-- Opening Marker --

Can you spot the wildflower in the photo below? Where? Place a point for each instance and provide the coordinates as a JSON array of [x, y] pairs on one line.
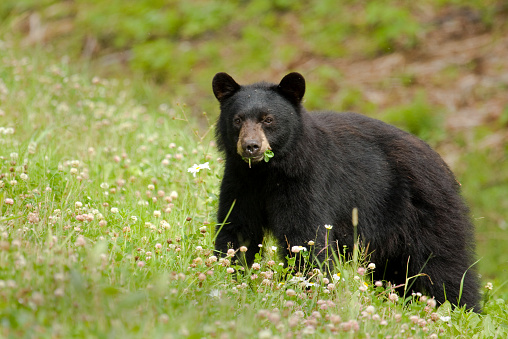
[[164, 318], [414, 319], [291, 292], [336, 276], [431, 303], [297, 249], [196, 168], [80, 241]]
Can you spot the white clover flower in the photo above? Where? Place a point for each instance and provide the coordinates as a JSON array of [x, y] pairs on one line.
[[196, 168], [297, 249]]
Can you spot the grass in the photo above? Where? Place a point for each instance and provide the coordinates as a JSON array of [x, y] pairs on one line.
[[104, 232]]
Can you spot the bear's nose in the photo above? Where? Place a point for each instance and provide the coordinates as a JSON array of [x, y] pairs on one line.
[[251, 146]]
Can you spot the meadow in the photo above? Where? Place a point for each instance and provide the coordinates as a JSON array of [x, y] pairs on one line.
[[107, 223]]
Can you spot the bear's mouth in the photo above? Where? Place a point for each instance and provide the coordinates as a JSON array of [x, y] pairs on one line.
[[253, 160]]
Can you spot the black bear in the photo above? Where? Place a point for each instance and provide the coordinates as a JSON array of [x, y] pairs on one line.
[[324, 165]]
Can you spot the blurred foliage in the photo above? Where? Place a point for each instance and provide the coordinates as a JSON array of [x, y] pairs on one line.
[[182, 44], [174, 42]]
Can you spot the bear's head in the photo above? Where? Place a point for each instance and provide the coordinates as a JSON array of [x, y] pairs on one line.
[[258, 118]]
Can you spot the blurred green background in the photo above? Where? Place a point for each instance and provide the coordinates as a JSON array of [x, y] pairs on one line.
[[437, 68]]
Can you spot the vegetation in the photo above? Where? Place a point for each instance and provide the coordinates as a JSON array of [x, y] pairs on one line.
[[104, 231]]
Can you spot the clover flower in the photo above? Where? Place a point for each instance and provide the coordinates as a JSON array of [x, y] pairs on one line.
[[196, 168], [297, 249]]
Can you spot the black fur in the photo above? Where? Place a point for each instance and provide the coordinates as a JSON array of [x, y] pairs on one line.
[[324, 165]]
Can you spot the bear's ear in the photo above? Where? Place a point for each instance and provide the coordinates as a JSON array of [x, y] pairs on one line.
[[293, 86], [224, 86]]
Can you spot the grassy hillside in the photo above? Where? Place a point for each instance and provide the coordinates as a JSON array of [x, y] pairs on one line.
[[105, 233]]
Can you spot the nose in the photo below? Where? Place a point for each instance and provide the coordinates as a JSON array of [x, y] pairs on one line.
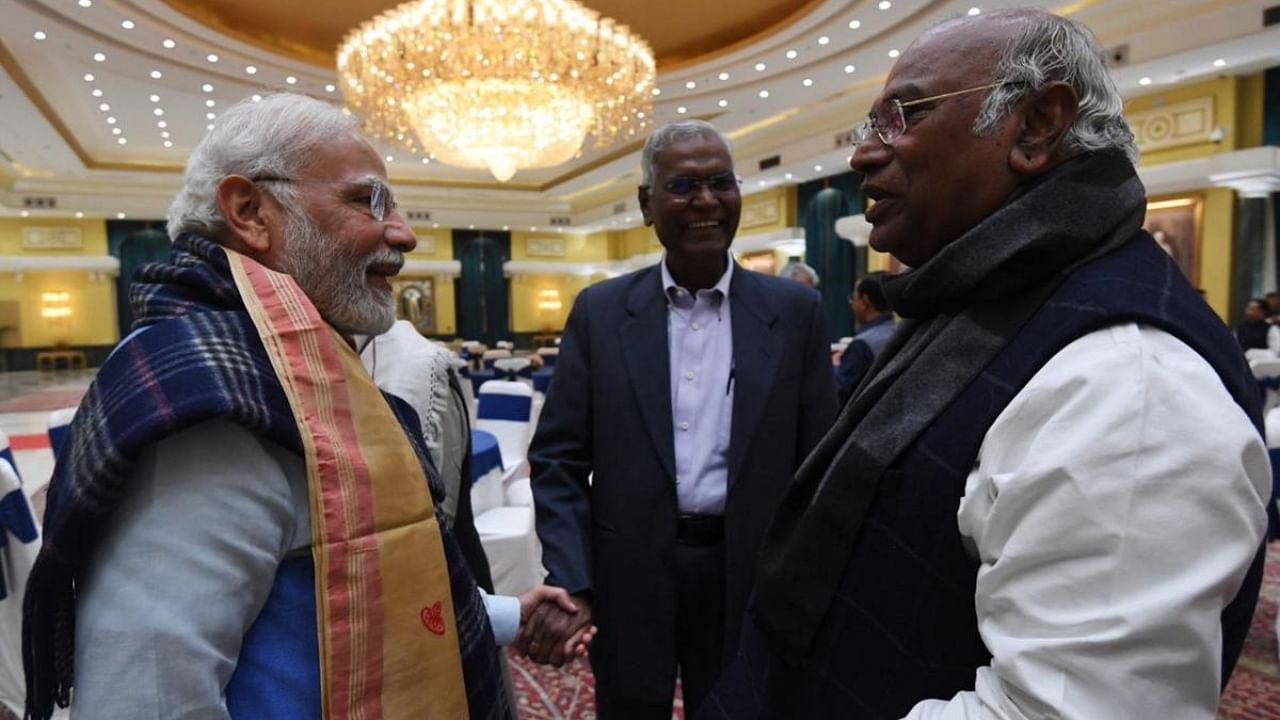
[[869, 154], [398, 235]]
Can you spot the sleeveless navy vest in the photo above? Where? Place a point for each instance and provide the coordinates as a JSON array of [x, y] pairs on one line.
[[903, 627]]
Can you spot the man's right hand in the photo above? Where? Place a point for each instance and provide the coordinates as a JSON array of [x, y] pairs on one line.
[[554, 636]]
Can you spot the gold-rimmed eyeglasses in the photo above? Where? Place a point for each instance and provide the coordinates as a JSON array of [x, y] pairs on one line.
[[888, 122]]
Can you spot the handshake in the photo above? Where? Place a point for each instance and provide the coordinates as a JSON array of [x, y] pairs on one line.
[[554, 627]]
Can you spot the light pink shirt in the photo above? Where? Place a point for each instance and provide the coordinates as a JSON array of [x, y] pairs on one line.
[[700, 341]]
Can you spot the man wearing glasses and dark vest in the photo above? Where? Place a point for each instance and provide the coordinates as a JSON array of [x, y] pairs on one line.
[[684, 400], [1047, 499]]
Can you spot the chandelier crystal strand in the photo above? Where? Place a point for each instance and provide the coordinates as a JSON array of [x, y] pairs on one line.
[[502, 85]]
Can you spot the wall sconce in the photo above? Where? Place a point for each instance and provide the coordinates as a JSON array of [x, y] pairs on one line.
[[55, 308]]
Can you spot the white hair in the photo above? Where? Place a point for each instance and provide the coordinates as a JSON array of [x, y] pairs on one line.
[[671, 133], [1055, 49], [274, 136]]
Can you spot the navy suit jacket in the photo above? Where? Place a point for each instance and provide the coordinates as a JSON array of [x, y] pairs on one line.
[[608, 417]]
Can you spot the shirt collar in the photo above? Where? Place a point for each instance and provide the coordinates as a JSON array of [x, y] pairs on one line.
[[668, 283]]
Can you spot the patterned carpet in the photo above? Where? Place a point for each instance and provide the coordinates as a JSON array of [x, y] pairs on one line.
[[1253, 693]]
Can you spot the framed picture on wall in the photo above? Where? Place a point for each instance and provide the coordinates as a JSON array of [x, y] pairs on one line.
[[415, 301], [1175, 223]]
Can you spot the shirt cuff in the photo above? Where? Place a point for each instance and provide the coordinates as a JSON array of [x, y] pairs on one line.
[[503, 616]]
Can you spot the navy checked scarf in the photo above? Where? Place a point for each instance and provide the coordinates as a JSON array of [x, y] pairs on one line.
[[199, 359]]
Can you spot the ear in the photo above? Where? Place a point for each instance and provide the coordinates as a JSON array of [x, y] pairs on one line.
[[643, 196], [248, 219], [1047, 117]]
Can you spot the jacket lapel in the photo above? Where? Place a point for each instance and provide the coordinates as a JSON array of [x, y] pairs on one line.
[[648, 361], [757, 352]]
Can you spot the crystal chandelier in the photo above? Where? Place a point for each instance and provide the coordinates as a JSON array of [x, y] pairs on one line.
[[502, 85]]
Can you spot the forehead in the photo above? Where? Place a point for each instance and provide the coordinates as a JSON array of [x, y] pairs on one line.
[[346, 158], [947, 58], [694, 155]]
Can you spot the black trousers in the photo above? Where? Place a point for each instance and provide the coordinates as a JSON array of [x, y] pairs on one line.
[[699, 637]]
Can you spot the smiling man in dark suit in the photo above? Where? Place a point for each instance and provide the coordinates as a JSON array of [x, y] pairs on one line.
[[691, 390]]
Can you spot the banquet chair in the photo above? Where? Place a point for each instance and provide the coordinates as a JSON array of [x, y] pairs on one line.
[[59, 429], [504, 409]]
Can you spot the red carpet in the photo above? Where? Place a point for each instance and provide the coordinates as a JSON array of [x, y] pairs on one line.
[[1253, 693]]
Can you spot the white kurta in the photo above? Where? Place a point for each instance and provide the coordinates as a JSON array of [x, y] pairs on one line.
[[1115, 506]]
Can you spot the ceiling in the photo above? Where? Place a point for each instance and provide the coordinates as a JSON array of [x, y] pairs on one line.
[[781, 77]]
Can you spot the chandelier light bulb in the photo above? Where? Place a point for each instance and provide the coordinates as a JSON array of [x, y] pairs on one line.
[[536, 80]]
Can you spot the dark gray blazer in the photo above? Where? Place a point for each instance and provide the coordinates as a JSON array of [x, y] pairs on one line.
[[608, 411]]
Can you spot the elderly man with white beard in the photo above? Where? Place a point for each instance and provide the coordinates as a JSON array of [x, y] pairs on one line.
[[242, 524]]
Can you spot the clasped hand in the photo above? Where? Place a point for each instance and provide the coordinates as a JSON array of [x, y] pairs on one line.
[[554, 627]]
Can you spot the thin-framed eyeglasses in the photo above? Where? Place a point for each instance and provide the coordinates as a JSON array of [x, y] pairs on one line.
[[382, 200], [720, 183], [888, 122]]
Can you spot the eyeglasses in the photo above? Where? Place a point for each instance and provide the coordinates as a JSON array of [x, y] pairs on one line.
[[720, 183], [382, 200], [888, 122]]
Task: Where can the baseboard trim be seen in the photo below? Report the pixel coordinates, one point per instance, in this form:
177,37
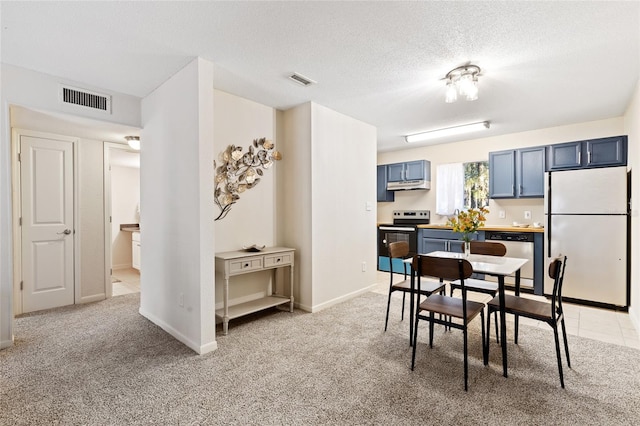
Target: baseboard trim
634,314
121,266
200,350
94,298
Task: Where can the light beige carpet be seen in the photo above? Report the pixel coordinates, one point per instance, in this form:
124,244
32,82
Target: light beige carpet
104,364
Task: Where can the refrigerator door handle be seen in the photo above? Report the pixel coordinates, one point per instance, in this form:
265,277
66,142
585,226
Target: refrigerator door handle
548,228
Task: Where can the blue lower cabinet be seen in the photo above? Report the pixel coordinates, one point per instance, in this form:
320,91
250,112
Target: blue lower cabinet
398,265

-- Closing Marker --

## [GOAL OF THE EXERCISE]
Look through the records above and please copy every line in which the string "this" occurs.

## [EXPECTED ANSWER]
Task: Where can the baseboard trim be seen in the photo below? Report the pixel coordinates, one point per instance, in this form:
Task: Where can the light beige carpet be seen in the photo above? Report the pixel coordinates, one point per instance, in this form:
Task: Where can the refrigerator door handle be seen in the photo above? Report the pixel coordinates, one point per instance, in this form:
Task: Where can the blue lower cabinet be seen in the photo above? Report the pixel coordinates, one point per instance, in this form:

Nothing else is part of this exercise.